**Written task**.
Return, with no changes, the lines of the listing below from the line containing "Could you please segment every instance of the girl's navy" through the line containing "[[[256,243],[256,221],[230,221],[229,229],[244,239]]]", both included. Leave out any pictures.

— begin Extracted entries —

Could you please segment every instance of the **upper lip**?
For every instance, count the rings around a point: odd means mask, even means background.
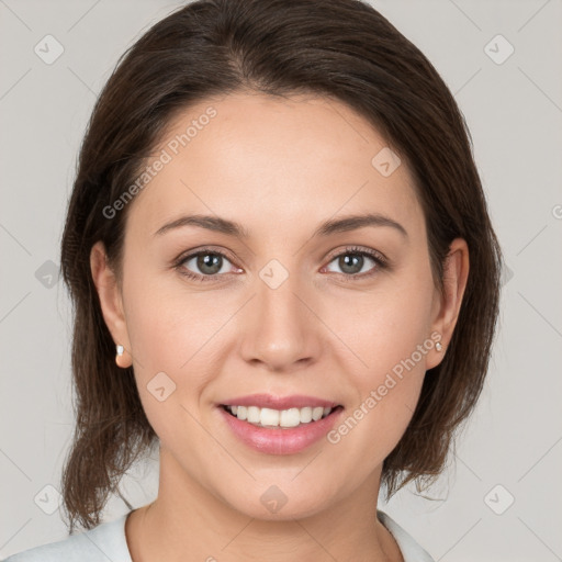
[[[304,408],[306,406],[325,408],[334,408],[338,406],[337,402],[317,398],[315,396],[305,396],[302,394],[293,394],[291,396],[273,396],[272,394],[249,394],[247,396],[238,396],[222,402],[223,406],[258,406],[259,408],[272,409],[290,409]]]

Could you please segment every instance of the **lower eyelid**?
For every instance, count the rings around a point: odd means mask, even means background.
[[[204,281],[212,281],[212,280],[216,280],[217,278],[220,277],[224,277],[226,273],[213,273],[211,276],[205,276],[203,273],[196,273],[194,271],[191,271],[190,269],[187,269],[183,265],[187,262],[187,261],[190,261],[192,260],[193,258],[196,258],[199,256],[202,256],[202,255],[207,255],[207,254],[211,254],[211,255],[215,255],[215,256],[221,256],[223,259],[227,260],[233,268],[235,268],[237,271],[240,271],[240,268],[238,268],[237,266],[235,266],[233,263],[233,260],[226,256],[225,254],[223,254],[222,251],[218,251],[218,250],[200,250],[195,254],[190,254],[183,258],[180,258],[180,260],[177,262],[177,267],[178,269],[183,269],[183,270],[187,270],[186,271],[181,271],[182,274],[187,276],[187,277],[190,277],[192,279],[195,279],[195,280],[204,280]],[[350,274],[350,273],[339,273],[337,271],[334,271],[333,273],[337,273],[339,276],[344,276],[346,278],[349,278],[349,279],[352,279],[352,278],[358,278],[358,279],[362,279],[364,277],[369,277],[370,274],[370,271],[372,270],[378,270],[378,269],[381,269],[383,267],[385,267],[385,260],[376,255],[373,255],[371,254],[370,251],[366,251],[366,250],[352,250],[352,249],[348,249],[348,250],[344,250],[344,251],[340,251],[339,254],[336,254],[335,256],[333,256],[331,258],[329,258],[329,260],[327,261],[327,265],[323,267],[323,269],[325,269],[327,266],[329,266],[334,260],[340,258],[341,256],[346,256],[346,255],[357,255],[357,256],[363,256],[366,258],[369,258],[371,261],[374,262],[374,266],[363,272],[363,273],[355,273],[355,274]],[[227,272],[228,273],[228,272]]]

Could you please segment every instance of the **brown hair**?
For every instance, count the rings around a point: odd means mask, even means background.
[[[413,175],[436,286],[442,290],[449,244],[456,237],[468,243],[470,273],[452,340],[425,378],[411,424],[384,461],[387,497],[412,480],[430,482],[442,471],[453,434],[481,393],[496,329],[502,254],[470,133],[436,69],[359,0],[189,3],[156,23],[120,59],[80,149],[61,239],[75,314],[76,432],[61,477],[70,532],[75,519],[86,528],[100,522],[108,495],[120,493],[123,474],[157,442],[133,369],[115,364],[115,342],[89,262],[91,247],[102,240],[120,277],[134,202],[112,218],[103,209],[134,182],[178,112],[244,90],[330,97],[376,127]]]

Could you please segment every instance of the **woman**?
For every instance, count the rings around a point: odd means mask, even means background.
[[[442,471],[501,262],[454,99],[373,8],[172,13],[97,102],[61,241],[87,530],[8,560],[431,560],[376,502]],[[153,445],[157,498],[100,525]]]

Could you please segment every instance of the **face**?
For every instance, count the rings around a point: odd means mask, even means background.
[[[122,290],[100,293],[175,467],[160,477],[181,472],[257,518],[378,487],[442,356],[435,333],[445,348],[450,330],[411,175],[385,151],[373,164],[386,146],[323,98],[239,93],[170,123],[149,162],[158,171],[128,203]],[[378,221],[334,226],[368,213]],[[191,215],[214,223],[173,226]],[[252,394],[339,407],[289,430],[233,425],[222,405]],[[278,515],[265,493],[288,498]]]

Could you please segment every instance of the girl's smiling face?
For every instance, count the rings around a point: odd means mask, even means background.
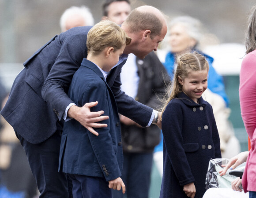
[[[183,91],[196,103],[207,88],[208,71],[191,70],[183,79],[179,77],[179,82],[182,85]]]

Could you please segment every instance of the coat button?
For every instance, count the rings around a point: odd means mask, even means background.
[[[128,149],[128,150],[131,150],[132,149],[132,146],[128,145],[128,146],[127,147],[127,149]]]

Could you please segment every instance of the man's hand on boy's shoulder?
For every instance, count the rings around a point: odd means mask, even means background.
[[[98,133],[93,128],[93,127],[96,128],[107,127],[108,125],[105,124],[96,122],[109,119],[108,116],[101,116],[104,113],[103,111],[95,112],[90,111],[90,108],[98,104],[98,102],[96,101],[86,103],[81,107],[73,105],[68,110],[68,116],[78,121],[90,132],[98,136]]]
[[[109,181],[109,187],[117,191],[120,191],[122,188],[123,193],[125,193],[125,185],[120,177]]]

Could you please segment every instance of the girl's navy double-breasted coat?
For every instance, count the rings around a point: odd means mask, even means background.
[[[220,141],[211,106],[199,104],[183,92],[170,101],[163,113],[163,174],[160,198],[187,198],[184,185],[193,182],[195,198],[205,192],[211,158],[221,158]]]

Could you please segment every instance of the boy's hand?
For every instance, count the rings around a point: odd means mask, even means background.
[[[109,188],[120,191],[121,190],[121,187],[122,187],[123,193],[124,194],[125,192],[125,185],[120,177],[109,181]]]
[[[196,195],[196,187],[194,183],[186,184],[183,187],[183,191],[187,196],[191,198],[194,198]]]

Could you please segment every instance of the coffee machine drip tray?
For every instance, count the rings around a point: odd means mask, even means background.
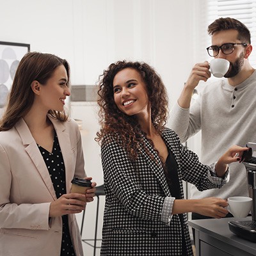
[[[256,243],[256,221],[230,221],[229,229],[244,239]]]

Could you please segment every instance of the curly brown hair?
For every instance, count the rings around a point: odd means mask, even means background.
[[[134,116],[128,116],[116,106],[114,100],[113,81],[116,74],[124,68],[136,70],[146,85],[148,101],[151,106],[151,120],[157,133],[161,134],[168,117],[168,95],[159,75],[144,62],[119,61],[109,65],[99,77],[98,104],[100,130],[95,140],[100,142],[105,135],[111,134],[127,152],[132,160],[135,160],[142,148],[145,147],[143,136],[145,134]],[[104,138],[105,137],[105,138]],[[147,152],[153,158],[153,156]]]

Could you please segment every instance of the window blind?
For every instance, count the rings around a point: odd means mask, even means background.
[[[201,15],[202,22],[207,26],[218,18],[231,17],[240,20],[251,33],[253,51],[249,57],[250,64],[256,67],[256,0],[208,0],[200,1],[205,4],[204,15]],[[211,36],[207,35],[207,28],[204,31],[207,47],[211,45]]]

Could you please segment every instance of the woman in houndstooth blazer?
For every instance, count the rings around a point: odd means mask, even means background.
[[[100,81],[102,164],[106,191],[102,256],[193,255],[187,212],[225,216],[226,200],[184,200],[182,180],[204,190],[228,180],[227,164],[247,148],[233,146],[211,166],[165,128],[163,82],[144,63],[118,61]]]

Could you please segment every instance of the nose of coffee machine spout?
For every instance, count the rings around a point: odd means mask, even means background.
[[[252,218],[256,220],[256,170],[246,168],[249,196],[252,198]]]
[[[246,156],[243,162],[246,169],[249,196],[253,200],[252,207],[252,217],[253,220],[256,220],[256,157],[252,156],[252,152],[256,149],[254,148],[255,145],[256,144],[252,143],[247,144],[246,146],[250,147],[250,150],[248,150],[250,156]]]

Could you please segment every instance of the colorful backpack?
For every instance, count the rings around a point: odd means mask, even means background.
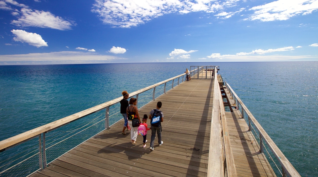
[[[138,134],[143,136],[146,135],[146,127],[143,125],[141,125],[138,127]]]

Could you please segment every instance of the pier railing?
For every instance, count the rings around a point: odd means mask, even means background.
[[[193,75],[199,72],[197,69],[191,71]],[[137,99],[140,108],[184,81],[185,75],[129,93],[130,97]],[[49,160],[52,161],[86,140],[108,129],[110,124],[122,118],[118,111],[122,99],[122,97],[118,98],[0,141],[0,176],[25,176],[42,170],[51,163],[47,162]],[[67,125],[71,124],[76,125],[66,129]],[[24,145],[20,147],[21,144]]]
[[[238,106],[242,115],[248,124],[249,130],[254,133],[258,138],[258,144],[260,152],[264,153],[266,156],[273,160],[273,162],[277,167],[277,169],[282,176],[301,176],[300,175],[283,154],[276,144],[274,142],[260,124],[252,115],[241,99],[238,96],[232,88],[226,82],[225,85],[229,93],[234,100],[235,103]],[[269,149],[267,149],[267,148]],[[269,151],[270,151],[270,152]],[[277,161],[280,164],[280,167],[278,166],[274,161],[274,159],[271,154],[273,154],[276,157]]]

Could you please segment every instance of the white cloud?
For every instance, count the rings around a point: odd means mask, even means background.
[[[105,24],[121,28],[142,24],[164,14],[215,12],[235,6],[238,1],[227,0],[96,0],[92,11]],[[232,12],[232,13],[234,13]]]
[[[77,49],[78,50],[87,50],[87,49],[86,48],[83,48],[83,47],[76,47],[75,49]]]
[[[68,47],[66,46],[66,47],[69,48]],[[94,49],[87,49],[86,48],[83,48],[83,47],[77,47],[75,49],[77,50],[82,50],[88,51],[89,52],[96,52],[96,51]]]
[[[16,41],[26,43],[29,45],[39,48],[47,46],[47,43],[42,39],[42,37],[36,33],[29,33],[21,30],[12,30],[12,33],[16,36],[13,40]]]
[[[104,63],[105,61],[126,59],[115,56],[93,55],[91,52],[63,51],[48,53],[0,55],[0,62],[49,62],[49,63]],[[43,64],[43,63],[39,63]],[[0,64],[1,64],[0,63]]]
[[[305,15],[318,9],[318,0],[278,0],[249,9],[254,13],[245,20],[263,21],[285,20],[294,16]]]
[[[294,49],[292,46],[287,47],[279,48],[275,49],[270,49],[265,50],[262,49],[258,49],[253,50],[250,52],[240,52],[235,55],[221,55],[220,53],[213,53],[207,57],[209,58],[218,58],[222,59],[225,57],[233,56],[246,56],[252,55],[264,55],[267,53],[271,53],[276,52],[283,52],[284,51],[291,51]]]
[[[311,46],[311,47],[318,47],[318,43],[313,44],[309,45],[309,46]]]
[[[109,51],[111,53],[115,54],[123,54],[126,52],[126,49],[119,47],[115,47],[114,46],[113,46]]]
[[[75,25],[61,17],[55,16],[49,12],[23,8],[20,12],[21,15],[19,18],[13,20],[11,24],[18,26],[48,28],[60,30],[70,30],[72,26]]]
[[[183,49],[175,49],[175,50],[171,52],[169,54],[169,55],[170,56],[177,56],[192,53],[192,52],[196,52],[197,51],[197,50],[190,50],[190,51],[187,51]]]
[[[28,6],[23,4],[20,4],[14,0],[6,0],[0,1],[0,9],[7,10],[14,10],[15,8],[12,8],[10,5],[17,6],[20,7],[28,8]]]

— end Extracted entries —

**Written answer**.
Could you please segment every instance of the girl's navy double-breasted coat?
For every instance, count the rings around a point: odd means mask, even means background.
[[[220,141],[211,106],[199,104],[183,92],[170,101],[163,113],[163,174],[160,198],[187,198],[184,185],[193,182],[195,198],[205,192],[211,158],[221,158]]]

Could you please segment every instance of the boy's hand?
For every instance, count the rings around a point: odd means mask, even means background.
[[[109,188],[120,191],[121,190],[121,187],[122,187],[123,193],[124,194],[125,192],[125,185],[120,177],[109,181]]]
[[[196,195],[196,187],[194,183],[186,184],[183,187],[183,191],[187,196],[191,198],[194,198]]]

Could you please segment every instance of the coffee machine drip tray?
For every instance, count the rings around a point: odd means mask, even means background.
[[[256,243],[256,221],[230,221],[229,229],[244,239]]]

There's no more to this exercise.